[[ Data records, beginning ]]

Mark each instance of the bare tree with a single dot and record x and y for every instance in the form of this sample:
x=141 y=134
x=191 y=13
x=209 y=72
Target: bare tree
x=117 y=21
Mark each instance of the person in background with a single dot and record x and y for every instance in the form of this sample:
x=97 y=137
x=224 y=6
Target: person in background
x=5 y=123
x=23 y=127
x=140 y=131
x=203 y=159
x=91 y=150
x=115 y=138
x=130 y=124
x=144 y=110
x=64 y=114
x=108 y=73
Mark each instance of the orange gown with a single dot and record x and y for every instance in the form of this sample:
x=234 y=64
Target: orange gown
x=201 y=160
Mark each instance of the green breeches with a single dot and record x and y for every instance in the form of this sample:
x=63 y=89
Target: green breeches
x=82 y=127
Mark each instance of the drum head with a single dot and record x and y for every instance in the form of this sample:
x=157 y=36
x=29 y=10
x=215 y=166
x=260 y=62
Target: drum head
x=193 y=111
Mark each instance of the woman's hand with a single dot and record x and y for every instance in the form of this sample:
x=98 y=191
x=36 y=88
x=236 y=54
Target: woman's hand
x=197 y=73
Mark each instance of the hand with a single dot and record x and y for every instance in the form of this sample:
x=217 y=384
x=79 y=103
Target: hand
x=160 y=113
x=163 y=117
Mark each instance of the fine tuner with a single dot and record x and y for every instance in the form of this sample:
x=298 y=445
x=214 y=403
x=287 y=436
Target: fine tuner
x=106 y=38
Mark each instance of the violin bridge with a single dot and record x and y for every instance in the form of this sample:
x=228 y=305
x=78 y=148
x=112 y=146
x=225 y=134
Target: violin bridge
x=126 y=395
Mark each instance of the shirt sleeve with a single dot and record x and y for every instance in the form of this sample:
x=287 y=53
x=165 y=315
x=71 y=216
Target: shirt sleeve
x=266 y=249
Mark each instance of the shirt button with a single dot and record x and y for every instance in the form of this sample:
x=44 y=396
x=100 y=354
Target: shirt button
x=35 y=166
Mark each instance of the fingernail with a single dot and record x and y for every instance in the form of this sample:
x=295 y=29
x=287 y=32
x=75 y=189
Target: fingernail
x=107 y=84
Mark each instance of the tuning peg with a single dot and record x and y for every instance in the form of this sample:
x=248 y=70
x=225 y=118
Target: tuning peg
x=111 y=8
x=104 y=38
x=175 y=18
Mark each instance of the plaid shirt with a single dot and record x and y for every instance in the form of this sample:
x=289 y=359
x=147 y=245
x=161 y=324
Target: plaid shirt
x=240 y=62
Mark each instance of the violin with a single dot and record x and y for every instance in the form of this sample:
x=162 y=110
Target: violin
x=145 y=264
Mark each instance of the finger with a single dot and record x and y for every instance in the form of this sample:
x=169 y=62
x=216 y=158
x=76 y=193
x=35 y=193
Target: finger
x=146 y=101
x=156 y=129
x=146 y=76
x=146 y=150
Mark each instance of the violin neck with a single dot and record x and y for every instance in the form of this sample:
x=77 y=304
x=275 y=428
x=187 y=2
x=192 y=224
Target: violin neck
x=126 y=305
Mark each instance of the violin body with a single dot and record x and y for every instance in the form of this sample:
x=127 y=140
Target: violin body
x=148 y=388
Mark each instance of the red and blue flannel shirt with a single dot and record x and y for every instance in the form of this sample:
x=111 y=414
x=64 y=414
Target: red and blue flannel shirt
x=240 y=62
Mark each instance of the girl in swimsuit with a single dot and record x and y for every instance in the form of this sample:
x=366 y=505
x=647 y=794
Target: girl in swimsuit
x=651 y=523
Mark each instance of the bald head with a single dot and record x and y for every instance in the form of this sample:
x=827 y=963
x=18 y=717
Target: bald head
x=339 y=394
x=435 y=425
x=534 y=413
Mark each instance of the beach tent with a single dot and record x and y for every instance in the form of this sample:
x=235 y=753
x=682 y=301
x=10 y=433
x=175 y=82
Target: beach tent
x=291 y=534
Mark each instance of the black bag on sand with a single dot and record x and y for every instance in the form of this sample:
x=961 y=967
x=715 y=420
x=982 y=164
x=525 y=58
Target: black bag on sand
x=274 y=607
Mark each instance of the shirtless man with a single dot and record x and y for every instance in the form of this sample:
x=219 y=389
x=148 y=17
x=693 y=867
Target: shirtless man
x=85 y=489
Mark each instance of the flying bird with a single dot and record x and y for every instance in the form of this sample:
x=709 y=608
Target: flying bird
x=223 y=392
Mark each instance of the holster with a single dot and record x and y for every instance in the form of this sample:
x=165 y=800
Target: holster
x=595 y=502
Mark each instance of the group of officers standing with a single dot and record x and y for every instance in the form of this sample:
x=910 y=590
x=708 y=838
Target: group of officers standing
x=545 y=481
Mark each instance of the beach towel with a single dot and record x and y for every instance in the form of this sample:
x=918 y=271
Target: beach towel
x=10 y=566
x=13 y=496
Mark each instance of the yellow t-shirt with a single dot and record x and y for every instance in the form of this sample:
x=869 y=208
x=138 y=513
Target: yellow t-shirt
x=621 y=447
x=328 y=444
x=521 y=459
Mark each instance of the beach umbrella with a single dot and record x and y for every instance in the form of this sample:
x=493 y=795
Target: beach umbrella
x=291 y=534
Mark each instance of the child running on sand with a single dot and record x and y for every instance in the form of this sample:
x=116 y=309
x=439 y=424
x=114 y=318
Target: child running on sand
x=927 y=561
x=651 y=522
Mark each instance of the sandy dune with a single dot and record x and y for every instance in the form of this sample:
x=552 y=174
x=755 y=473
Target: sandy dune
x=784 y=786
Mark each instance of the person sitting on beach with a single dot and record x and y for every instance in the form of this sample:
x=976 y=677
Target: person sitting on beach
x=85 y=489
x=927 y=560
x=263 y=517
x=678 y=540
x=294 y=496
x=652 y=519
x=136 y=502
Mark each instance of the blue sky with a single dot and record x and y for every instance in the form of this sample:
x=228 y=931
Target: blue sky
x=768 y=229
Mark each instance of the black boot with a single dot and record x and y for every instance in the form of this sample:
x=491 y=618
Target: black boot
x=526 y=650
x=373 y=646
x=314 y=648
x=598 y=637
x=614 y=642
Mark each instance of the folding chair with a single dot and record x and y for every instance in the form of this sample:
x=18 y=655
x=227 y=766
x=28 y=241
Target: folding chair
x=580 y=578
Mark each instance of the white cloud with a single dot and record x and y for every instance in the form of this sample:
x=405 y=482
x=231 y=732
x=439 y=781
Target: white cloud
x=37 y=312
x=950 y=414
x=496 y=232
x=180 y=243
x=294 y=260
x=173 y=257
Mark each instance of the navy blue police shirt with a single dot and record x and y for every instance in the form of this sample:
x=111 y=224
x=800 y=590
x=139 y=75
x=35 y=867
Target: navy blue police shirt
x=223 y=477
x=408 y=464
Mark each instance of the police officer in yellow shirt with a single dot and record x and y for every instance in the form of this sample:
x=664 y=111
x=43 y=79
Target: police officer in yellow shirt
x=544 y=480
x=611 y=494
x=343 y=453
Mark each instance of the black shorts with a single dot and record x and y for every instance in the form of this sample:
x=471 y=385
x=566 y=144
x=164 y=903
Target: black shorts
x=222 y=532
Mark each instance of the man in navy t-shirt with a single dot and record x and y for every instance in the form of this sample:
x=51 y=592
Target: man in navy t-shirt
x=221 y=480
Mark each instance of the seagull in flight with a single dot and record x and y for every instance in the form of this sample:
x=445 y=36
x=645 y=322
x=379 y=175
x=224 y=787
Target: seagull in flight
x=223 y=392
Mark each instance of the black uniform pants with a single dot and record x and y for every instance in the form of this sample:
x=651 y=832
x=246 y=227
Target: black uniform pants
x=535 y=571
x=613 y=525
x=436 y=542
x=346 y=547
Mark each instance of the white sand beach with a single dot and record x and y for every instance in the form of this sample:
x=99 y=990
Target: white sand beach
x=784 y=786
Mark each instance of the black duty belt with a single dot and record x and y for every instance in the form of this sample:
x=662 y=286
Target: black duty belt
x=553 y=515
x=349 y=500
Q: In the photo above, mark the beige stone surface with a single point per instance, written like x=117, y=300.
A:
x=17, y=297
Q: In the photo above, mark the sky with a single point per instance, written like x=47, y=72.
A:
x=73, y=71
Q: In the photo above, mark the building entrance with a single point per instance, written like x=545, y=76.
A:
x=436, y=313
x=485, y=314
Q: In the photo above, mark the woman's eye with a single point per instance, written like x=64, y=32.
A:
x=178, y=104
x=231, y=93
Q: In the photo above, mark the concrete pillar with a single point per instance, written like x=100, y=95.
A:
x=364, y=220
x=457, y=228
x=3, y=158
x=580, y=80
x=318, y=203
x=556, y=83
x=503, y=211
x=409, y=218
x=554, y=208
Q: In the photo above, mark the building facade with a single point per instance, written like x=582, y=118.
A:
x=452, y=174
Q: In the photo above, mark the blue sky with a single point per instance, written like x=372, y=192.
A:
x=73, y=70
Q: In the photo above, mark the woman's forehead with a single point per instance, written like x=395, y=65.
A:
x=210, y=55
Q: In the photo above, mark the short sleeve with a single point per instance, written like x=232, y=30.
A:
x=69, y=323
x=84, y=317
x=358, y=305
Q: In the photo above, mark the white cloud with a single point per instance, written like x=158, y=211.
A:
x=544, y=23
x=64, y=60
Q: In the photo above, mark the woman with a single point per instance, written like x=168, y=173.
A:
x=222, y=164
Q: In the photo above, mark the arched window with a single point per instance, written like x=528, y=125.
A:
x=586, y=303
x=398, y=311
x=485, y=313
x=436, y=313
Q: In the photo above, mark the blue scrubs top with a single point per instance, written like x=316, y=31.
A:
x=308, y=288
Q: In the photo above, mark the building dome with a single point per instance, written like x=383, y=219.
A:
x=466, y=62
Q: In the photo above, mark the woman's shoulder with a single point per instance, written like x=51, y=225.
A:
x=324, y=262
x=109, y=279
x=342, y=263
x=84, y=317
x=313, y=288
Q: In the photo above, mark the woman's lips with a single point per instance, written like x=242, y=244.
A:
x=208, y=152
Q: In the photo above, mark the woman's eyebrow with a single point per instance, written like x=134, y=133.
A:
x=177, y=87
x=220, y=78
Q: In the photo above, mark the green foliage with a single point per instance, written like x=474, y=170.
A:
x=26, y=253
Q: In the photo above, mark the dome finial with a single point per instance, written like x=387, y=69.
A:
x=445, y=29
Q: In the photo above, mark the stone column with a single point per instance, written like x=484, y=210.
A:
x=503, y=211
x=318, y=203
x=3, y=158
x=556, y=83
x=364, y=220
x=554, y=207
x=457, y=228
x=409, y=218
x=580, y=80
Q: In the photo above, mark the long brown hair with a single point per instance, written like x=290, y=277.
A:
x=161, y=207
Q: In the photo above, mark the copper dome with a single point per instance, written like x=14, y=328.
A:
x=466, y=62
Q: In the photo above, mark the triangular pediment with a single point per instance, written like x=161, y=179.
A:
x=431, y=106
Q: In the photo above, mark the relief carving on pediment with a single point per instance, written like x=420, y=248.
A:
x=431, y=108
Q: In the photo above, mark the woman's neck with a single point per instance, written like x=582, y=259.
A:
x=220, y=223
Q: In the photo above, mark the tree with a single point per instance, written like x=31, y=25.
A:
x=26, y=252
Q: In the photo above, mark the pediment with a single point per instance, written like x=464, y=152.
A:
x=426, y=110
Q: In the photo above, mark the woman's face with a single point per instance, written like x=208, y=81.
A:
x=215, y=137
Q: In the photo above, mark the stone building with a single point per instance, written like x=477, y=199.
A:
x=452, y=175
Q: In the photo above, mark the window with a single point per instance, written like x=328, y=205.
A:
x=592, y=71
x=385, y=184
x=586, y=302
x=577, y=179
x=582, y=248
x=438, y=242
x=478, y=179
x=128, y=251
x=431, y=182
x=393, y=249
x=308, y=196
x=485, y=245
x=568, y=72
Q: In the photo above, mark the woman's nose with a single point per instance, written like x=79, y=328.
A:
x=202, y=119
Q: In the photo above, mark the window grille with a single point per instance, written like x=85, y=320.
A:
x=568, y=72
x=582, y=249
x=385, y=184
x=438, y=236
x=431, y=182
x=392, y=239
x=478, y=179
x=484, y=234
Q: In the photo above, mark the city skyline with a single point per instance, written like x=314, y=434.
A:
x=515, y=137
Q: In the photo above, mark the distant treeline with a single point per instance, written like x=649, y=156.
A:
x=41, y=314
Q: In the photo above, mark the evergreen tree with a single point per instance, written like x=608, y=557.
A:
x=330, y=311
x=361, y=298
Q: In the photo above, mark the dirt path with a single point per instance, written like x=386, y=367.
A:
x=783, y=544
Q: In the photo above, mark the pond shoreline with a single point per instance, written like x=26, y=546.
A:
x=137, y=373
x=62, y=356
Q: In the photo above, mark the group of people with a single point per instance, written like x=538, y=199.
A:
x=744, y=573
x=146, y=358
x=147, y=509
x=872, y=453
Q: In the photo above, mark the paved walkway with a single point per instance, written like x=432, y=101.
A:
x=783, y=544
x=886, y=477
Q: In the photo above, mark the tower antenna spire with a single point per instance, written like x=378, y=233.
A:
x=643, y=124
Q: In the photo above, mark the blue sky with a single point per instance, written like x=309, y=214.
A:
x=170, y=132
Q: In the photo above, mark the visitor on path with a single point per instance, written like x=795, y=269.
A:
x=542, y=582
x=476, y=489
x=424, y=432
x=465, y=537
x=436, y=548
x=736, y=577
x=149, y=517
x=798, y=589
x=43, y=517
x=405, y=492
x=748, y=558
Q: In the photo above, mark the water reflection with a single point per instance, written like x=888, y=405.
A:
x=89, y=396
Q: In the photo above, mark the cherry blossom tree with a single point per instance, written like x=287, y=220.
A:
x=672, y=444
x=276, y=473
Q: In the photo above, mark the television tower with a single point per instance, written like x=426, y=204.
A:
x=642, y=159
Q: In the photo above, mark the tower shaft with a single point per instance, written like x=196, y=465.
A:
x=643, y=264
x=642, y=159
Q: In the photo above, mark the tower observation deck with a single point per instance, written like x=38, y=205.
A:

[[ Data records, end ]]

• **Required action**: Your answer should consist of copies of the lines above that include the string "stone".

• **Result**:
Q: In the photo above, mark the beige stone surface with a single point per instance, written like x=117, y=300.
Q: In the photo above, mark the stone column with a single point per instance, written like x=484, y=210.
Q: In the photo above, mark the stone building with a single point per instance, written like x=477, y=199.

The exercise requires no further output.